- [Selected passage]
#####
There is a set of attributes that describe the organizations I have been asked to lead. All of these organizations have been associated with a Federal Agency and have a science-based mission.
I will define the organizations, which I managed or served as a change consultant, as a “performing” organization. They are expected to deliver a science-based product for customers. The products are computational models and simulations or data sets. The customers are researchers or application specialists, for example, weather forecasters.
The performing organization is embedded in a much larger organization, Federal agencies – bureaucracies. Though important functions of the Agency, they are only a small part of the Agency’s portfolio, and they are not the most important part of the Agency’s portfolio.
In all cases there has been a desire by “management” to develop a new and expanded capability that would have outcomes of consequence on Federal and National levels. If an Agency is divided, coarsely, into an Executive layer, a Program layer, and a Performing layer, the motivation for organizational change often comes from the Executive layer, perhaps, with strong input from external members of the community. The target of their interest is likely a Performing Organization. The Program Offices may or may not share the Executive’s enthusiasm for change.
The change model being analyzed is Executive management wants change in a Performing Organization. Program managers may or may not want this change. It is unlikely that all of an Agency’s Executives and Program Offices will share a common vision.
With regard to what Executive management wants to achieve, there was relevant existing capacity that provided obvious building blocks for the new capability. However, this existing capacity was viewed with doubt as the right “place” to invest. The doubt was for many reasons.
The existing capacity was fragmented and insufficient. This is a natural outcome of how the efforts had been funded over the years, often to individual principal investigators for specific narrow purposes. The principal investigators had been successful because their ideas were innovative and led to successful research outcomes – often proof of concept and journal articles. A consequence of this research-funding model is that principal investigators and their teams are focused on their individual part of a bigger problem at the expense of other parts that might be important. They were embedded in organizations with peers in a similar field. However, the desire and skill set to contribute to organizational goals was limited, often, only to opportunistic collaborations.
#####
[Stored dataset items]
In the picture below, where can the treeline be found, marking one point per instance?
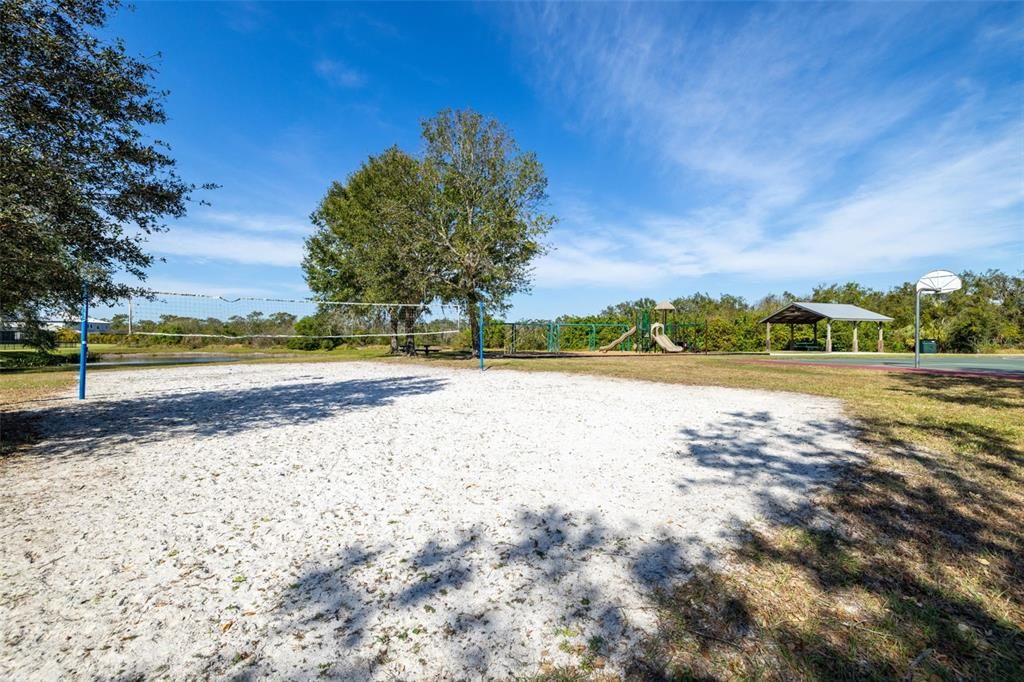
(986, 315)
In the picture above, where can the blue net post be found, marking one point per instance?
(83, 349)
(481, 335)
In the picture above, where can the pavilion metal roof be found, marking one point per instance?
(806, 312)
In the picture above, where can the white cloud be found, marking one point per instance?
(339, 74)
(932, 206)
(223, 246)
(257, 222)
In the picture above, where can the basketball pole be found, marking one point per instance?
(916, 329)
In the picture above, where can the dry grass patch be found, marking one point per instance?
(912, 567)
(17, 390)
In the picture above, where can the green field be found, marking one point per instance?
(918, 577)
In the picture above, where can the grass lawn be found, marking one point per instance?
#####
- [Exercise description] Reproduce everything in the passage about performing organizations from "There is a set" down to "the Agency’s portfolio.", substituting "clients" for "customers" each time it appears. Rely only on the passage about performing organizations, not on the records.

- [Expected answer]
There is a set of attributes that describe the organizations I have been asked to lead. All of these organizations have been associated with a Federal Agency and have a science-based mission.
I will define the organizations, which I managed or served as a change consultant, as a “performing” organization. They are expected to deliver a science-based product for clients. The products are computational models and simulations or data sets. The clients are researchers or application specialists, for example, weather forecasters.
The performing organization is embedded in a much larger organization, Federal agencies – bureaucracies. Though important functions of the Agency, they are only a small part of the Agency’s portfolio, and they are not the most important part of the Agency’s portfolio.